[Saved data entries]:

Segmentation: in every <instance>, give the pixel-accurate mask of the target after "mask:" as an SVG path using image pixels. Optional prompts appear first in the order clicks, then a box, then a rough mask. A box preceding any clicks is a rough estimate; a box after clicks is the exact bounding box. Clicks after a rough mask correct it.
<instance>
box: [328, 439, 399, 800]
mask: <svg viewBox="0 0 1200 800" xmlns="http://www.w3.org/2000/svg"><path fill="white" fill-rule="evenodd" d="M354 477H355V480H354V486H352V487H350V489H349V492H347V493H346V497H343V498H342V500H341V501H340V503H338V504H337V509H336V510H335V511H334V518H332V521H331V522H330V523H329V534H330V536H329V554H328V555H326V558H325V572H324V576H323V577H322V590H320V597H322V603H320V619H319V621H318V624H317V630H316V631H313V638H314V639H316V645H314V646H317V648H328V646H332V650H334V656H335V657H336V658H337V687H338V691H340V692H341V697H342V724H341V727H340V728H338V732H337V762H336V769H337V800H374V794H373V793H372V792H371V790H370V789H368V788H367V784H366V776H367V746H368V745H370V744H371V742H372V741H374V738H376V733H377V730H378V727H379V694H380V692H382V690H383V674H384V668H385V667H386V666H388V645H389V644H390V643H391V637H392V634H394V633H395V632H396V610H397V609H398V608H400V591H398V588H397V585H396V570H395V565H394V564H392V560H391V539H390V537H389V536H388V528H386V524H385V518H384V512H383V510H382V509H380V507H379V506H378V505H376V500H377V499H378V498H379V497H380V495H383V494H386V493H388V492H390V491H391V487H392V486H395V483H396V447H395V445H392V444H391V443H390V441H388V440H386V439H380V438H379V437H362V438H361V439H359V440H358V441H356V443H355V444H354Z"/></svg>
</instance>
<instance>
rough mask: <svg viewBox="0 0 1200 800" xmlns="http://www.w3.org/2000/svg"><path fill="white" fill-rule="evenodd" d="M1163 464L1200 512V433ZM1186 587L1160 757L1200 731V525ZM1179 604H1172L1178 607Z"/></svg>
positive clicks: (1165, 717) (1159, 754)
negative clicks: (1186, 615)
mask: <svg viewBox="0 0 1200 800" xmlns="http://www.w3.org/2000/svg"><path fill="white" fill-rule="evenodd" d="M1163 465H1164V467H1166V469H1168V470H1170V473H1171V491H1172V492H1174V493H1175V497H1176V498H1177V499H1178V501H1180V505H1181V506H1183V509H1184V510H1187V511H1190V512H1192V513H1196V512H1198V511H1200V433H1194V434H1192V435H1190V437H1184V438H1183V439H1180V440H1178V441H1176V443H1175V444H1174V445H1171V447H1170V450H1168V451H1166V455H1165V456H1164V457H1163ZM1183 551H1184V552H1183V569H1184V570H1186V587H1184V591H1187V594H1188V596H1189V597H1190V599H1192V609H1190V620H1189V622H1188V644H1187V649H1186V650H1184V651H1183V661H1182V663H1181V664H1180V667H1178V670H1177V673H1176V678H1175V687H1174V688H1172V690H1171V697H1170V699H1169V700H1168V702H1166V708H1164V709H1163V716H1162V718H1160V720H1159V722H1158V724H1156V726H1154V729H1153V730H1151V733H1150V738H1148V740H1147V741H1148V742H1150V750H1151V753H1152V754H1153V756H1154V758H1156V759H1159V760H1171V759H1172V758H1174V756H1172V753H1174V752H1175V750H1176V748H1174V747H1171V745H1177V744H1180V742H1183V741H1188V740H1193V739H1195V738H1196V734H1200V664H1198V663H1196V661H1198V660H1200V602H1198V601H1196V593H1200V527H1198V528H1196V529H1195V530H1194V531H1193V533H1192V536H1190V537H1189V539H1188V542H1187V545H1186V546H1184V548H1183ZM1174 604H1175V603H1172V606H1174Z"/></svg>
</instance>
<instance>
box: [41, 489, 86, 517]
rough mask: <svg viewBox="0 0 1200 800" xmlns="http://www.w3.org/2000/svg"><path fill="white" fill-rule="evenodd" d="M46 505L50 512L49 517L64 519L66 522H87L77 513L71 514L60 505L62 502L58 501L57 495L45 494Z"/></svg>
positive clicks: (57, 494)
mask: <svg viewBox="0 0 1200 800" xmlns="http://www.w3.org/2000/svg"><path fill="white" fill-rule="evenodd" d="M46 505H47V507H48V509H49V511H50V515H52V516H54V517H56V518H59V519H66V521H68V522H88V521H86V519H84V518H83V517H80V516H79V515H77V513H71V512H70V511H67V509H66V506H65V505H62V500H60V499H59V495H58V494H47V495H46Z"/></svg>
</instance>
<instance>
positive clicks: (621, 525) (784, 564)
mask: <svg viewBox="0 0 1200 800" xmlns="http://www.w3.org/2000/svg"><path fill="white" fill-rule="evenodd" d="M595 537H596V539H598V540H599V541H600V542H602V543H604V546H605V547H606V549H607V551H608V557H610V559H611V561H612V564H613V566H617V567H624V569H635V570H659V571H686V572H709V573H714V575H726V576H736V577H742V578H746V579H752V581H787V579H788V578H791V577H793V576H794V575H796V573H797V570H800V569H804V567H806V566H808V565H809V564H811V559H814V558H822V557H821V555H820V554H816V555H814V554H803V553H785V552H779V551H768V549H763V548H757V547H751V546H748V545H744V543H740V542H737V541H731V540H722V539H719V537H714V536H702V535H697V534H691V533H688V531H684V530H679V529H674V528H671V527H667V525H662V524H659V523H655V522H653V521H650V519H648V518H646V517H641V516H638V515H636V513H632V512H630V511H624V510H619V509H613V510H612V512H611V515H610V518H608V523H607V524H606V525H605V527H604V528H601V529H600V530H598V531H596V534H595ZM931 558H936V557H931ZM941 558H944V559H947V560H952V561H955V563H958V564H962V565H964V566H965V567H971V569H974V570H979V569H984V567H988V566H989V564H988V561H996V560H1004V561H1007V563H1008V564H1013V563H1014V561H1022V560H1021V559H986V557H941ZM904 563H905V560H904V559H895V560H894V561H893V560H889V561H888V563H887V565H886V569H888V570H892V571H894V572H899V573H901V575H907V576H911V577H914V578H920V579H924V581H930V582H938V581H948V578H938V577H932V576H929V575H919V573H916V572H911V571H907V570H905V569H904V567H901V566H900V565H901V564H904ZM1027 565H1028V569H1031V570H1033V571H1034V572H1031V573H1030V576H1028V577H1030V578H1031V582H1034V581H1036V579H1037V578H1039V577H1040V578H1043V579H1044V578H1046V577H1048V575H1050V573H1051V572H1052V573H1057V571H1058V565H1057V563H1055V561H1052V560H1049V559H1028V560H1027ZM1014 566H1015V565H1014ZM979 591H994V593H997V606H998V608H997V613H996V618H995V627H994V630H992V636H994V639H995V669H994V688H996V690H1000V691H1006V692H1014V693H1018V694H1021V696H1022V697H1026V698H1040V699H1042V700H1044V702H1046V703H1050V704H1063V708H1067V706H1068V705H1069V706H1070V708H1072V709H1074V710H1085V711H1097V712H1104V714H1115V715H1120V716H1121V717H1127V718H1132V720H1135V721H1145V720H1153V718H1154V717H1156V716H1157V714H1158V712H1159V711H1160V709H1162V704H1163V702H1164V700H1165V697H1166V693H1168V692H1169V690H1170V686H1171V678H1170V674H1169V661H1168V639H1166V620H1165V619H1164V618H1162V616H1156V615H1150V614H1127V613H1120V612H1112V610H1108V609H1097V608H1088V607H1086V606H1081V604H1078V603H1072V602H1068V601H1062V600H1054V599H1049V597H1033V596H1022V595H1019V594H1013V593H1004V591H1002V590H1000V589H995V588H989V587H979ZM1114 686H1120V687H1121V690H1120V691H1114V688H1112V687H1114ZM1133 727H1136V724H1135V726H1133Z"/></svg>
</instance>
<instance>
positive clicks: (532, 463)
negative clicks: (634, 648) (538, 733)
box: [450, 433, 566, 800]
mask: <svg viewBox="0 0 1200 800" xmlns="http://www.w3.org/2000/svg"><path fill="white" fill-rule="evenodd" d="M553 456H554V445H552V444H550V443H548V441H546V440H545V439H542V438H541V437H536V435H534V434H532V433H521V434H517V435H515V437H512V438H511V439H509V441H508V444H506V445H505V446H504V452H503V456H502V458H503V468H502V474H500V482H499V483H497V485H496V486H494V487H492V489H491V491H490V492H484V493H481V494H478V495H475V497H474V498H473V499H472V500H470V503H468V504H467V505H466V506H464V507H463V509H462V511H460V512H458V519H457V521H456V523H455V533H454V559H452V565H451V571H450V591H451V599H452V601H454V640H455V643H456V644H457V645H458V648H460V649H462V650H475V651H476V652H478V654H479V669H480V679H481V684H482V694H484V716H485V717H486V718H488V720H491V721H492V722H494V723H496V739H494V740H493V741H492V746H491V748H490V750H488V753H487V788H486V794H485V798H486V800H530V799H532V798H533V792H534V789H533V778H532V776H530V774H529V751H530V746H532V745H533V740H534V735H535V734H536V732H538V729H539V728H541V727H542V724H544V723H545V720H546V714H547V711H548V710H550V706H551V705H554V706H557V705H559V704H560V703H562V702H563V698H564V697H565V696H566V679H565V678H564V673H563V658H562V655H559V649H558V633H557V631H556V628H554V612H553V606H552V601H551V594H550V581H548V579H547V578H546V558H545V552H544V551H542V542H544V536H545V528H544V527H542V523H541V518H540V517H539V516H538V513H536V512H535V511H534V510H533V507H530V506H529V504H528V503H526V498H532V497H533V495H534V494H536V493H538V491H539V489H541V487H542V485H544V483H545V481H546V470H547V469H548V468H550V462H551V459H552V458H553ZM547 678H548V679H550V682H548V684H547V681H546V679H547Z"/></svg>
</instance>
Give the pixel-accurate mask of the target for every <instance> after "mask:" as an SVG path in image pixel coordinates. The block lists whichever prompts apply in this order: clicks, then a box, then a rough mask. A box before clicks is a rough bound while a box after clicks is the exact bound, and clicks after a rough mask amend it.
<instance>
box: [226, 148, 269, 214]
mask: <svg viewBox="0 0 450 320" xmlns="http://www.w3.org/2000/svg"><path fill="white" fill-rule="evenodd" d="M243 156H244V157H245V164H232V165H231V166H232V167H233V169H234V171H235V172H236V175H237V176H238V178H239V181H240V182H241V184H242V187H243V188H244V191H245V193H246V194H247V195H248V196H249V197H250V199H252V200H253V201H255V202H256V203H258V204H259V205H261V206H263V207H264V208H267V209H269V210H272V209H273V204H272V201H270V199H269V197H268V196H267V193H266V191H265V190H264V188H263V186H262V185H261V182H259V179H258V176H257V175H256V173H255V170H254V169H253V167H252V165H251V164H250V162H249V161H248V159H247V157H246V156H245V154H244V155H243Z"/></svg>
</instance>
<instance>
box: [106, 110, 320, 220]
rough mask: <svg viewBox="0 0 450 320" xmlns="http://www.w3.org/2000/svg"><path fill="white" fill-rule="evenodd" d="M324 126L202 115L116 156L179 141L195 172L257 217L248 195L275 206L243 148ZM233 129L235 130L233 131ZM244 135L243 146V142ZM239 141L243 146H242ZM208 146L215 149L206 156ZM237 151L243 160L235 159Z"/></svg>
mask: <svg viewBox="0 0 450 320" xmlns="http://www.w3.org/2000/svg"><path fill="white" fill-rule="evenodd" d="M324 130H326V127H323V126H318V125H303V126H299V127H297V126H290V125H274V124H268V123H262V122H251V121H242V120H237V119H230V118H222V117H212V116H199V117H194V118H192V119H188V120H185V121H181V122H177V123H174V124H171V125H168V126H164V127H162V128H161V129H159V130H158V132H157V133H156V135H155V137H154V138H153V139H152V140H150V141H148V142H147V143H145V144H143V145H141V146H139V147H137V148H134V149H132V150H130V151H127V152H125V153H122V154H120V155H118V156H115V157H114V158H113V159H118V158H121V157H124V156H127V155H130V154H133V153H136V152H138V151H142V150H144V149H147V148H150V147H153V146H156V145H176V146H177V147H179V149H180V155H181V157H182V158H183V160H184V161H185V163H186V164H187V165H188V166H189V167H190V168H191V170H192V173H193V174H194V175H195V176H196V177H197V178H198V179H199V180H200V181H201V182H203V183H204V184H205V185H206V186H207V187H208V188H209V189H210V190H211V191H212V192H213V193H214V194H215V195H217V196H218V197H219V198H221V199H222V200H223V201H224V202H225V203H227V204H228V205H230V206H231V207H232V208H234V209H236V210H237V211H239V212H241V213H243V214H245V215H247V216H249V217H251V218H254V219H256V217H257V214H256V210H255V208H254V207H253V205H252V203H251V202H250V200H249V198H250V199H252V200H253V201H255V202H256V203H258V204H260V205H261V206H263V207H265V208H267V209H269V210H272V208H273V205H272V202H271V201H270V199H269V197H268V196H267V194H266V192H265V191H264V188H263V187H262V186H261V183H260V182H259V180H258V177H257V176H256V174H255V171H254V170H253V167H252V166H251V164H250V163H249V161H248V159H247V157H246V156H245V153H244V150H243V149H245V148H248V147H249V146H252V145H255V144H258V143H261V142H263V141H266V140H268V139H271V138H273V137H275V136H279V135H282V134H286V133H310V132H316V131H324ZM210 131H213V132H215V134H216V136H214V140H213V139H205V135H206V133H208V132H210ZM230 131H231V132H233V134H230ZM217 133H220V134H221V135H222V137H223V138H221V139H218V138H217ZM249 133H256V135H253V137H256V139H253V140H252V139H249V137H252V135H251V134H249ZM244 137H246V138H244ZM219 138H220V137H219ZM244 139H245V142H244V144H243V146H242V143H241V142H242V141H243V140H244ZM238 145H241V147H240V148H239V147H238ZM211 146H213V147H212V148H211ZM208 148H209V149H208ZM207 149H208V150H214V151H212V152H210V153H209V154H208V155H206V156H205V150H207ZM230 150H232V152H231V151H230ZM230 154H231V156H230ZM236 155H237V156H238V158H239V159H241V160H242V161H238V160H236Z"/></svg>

[EXERCISE OBJECTIVE]: Could you give the rows again from their start through the line with "box: [328, 439, 399, 800]", swapping every "rough mask" for "coarse mask" and leaving everything else unchanged?

[REPLY TO THE EXERCISE]:
Segmentation: in every <instance>, give the pixel-accurate mask of the target after "mask:" as an SVG path using image pixels. Optional prompts appear first in the order clicks, then a box, then a coarse mask. A box preceding any clicks is a rough estimate; a box after clicks is the exact bounding box. Clicks after a coarse mask correct it.
<instance>
box: [328, 439, 399, 800]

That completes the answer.